**WHAT YOU SHOULD DO:** Provide an exact repetition of every entry, with no word altered.

**LISTED ENTRIES:**

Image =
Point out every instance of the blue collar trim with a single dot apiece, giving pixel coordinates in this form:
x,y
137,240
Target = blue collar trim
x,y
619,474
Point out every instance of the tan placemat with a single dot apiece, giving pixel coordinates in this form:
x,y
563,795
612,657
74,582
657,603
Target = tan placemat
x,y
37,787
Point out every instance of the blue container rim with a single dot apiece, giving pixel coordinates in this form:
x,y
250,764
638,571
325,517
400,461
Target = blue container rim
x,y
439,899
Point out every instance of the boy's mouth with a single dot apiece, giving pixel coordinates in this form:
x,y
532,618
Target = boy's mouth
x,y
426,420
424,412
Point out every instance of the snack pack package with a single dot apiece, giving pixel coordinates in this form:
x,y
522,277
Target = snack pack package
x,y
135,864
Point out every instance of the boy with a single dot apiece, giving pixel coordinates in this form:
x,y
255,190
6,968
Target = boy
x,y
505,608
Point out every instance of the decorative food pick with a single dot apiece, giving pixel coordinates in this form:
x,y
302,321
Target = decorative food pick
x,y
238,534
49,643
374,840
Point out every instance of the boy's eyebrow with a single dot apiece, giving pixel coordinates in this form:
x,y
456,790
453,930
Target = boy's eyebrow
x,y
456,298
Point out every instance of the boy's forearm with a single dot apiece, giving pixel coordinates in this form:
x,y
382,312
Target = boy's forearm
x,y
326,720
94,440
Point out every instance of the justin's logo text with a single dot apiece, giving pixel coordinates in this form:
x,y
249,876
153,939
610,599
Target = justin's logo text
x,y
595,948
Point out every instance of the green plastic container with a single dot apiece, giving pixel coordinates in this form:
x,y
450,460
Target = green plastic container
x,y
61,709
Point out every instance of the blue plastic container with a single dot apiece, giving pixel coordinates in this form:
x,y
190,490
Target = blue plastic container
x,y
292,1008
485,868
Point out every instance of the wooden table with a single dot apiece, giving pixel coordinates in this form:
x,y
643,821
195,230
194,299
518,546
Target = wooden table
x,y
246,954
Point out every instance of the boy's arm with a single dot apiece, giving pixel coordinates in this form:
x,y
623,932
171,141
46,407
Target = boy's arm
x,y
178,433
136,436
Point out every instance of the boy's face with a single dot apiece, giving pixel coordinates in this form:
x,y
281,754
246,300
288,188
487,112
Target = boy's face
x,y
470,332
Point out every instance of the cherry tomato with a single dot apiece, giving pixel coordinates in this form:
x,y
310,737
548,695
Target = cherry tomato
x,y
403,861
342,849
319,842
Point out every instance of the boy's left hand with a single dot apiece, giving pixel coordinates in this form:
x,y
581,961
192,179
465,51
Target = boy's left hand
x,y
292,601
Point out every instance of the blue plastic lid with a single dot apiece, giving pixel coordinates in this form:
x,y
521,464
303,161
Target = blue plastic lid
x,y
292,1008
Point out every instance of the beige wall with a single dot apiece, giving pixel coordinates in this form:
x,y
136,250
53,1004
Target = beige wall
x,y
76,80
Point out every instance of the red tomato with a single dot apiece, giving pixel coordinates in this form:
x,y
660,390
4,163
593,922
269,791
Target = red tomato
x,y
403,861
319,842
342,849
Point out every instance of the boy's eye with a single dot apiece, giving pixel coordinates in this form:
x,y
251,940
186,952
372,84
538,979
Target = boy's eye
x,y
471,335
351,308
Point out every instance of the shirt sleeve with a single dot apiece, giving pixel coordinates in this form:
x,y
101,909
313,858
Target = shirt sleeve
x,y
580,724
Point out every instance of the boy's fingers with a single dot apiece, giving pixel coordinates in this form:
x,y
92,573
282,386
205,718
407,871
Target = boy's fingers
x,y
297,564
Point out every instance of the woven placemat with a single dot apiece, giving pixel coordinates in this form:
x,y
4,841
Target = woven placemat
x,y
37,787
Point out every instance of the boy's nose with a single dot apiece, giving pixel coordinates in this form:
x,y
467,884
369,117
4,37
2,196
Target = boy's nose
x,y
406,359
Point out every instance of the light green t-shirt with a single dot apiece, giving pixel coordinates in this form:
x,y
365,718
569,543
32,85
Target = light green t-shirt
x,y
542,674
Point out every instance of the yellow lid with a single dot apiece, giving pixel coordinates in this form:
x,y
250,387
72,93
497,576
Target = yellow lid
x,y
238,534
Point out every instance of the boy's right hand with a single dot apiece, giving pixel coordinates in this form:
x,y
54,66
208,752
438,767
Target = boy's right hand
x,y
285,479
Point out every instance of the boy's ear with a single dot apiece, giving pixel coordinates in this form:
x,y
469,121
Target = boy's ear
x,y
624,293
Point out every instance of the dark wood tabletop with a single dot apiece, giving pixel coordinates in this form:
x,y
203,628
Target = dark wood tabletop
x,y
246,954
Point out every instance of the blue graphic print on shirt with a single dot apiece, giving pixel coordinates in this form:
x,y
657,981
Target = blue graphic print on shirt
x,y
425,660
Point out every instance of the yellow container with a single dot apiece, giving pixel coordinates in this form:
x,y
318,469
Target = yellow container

**ANSWER SPACE:**
Image =
Point out every instance of the blue collar trim with a single dot apiece, giving pixel coordinates in this form:
x,y
137,240
Target = blue collar trim
x,y
619,474
Point out every instance of the tan placemat with a single dot apiece, giving pixel coordinates in this form:
x,y
563,795
612,657
74,582
657,603
Target = tan placemat
x,y
37,787
Point out every instance of the blue container rim with a single dot apiece, giving pixel coordinates in this form:
x,y
250,764
638,571
325,517
400,461
Target = blue container rim
x,y
439,899
Point out every instance of the boy's mouth with a single dot apiece, giving pixel coordinates in this form:
x,y
532,618
Target = boy's mouth
x,y
426,420
424,412
Point out every instance of the snack pack package with a single dot apiece, giving pixel coordinates in this form:
x,y
522,277
Target = snack pack package
x,y
135,864
Point out every instance of the boy with a single dot apiece, giving pixel coordinates in this form:
x,y
255,190
6,968
Target = boy
x,y
505,608
Point out every instance of the decorative food pick with a single dot apiece, giving pixel coordinates in this form:
x,y
302,321
Target = decorative food pick
x,y
238,534
49,643
374,840
Point out every instance of the boy's eyebrow with a single dot apiece, giving pixel coordinates in this form:
x,y
456,790
453,930
Target = boy's eyebrow
x,y
456,298
Point out every instance of the boy's forearm with a single dot apiece, giving pixel coordinates in this form:
x,y
382,312
Target = boy's forearm
x,y
326,720
94,440
Point out every instance of the justin's logo text with a single dot apiece, giving pixel coordinates in this form:
x,y
249,876
153,939
610,599
Target = justin's logo text
x,y
595,948
Point out every instance of the green plastic container with a single dot apiece, giving pixel coordinates in this form:
x,y
450,460
Target = green plastic container
x,y
61,709
Point out every instance of the blue plastic container with a single dot apiece, giving pixel coordinates in this form:
x,y
190,490
Target = blue plastic container
x,y
292,1008
485,868
Point out every instance of the wooden table with a single dot apiece, giving pixel coordinates in this form:
x,y
643,821
195,230
194,299
518,546
Target = wooden table
x,y
246,954
Point out every instance of the boy's arm with a single dot apiece, giving pixel coordinates in this form:
x,y
623,932
171,141
46,407
Target = boy's arm
x,y
178,433
136,436
Point out every instance of the boy's face with a single dot apiece, giving pixel coordinates in this form:
x,y
281,754
246,300
288,188
487,112
Target = boy's face
x,y
470,332
Point out every instance of the cherry tomato with a single dot apiece, giving pixel coordinates in this form:
x,y
310,737
548,695
Target = cherry tomato
x,y
403,861
342,849
319,842
Point out every instance of the boy's left hand with a single dot apiece, giving pixel coordinates in this form:
x,y
581,961
192,179
465,51
Target = boy's left hand
x,y
292,601
Point out every instance of the blue plastic lid with a single dot apiece, giving pixel coordinates in this form:
x,y
521,464
303,161
Target = blue plastic lid
x,y
292,1008
Point out every instance of the beige wall with a single dot apiece, giving pixel coordinates in this form:
x,y
136,250
53,1004
Target = beige wall
x,y
76,80
Point out every instance of the red tomato with a single dot apiece, giving pixel coordinates in this form:
x,y
660,390
4,163
593,922
269,791
Target = red tomato
x,y
403,861
319,842
342,849
Point out every instance of the boy's eye with a single dot apiece, giving pixel coordinates in this form:
x,y
251,940
186,952
372,84
538,979
Target = boy's eye
x,y
471,335
351,308
Point out every instance of the shirt sleeve with a single dot apiece, giving pixel coordinates in this form:
x,y
101,909
313,858
Target = shirt sleeve
x,y
580,724
Point out every instance of the boy's fingers with a single dot apiece, giving pixel coordinates in this form:
x,y
92,573
282,386
205,718
407,871
Target = boy's fingers
x,y
297,564
Point out every instance of the woven placemat with a single dot apiece, giving pixel coordinates in this form:
x,y
4,841
Target = woven placemat
x,y
37,787
Point out every instance of the boy's nose with a single dot apiece, giving pixel coordinates in this form:
x,y
467,884
369,117
4,37
2,196
Target = boy's nose
x,y
406,359
Point out every instance of the light green t-shirt with a single dot apiece, giving pixel coordinates in this form:
x,y
365,718
569,543
32,85
Target = light green t-shirt
x,y
542,674
Point out every instance of the yellow lid with a single dot apiece, giving pixel coordinates in this form:
x,y
250,387
72,93
497,576
Target = yellow lid
x,y
238,534
Point out every instance of the boy's right hand with a single dot apiece, giving pixel coordinates in this form:
x,y
54,66
208,752
438,767
Target = boy's right hand
x,y
285,479
Point out every instance of the boy's ear with a single dot apiece, giving pixel coordinates in this form:
x,y
469,121
Target = boy's ear
x,y
624,293
Point out every instance of the dark wood tabletop with a single dot apiece, giving pixel coordinates in this form:
x,y
203,628
Target = dark wood tabletop
x,y
246,954
Point out every instance of the blue graphic print on shirt with a single dot apiece, giving pixel coordinates in this form:
x,y
657,981
Target = blue graphic print on shirt
x,y
425,660
Point out every instance of the yellow container with a single dot apiece, giving pixel coordinates in this form:
x,y
318,469
Target = yellow container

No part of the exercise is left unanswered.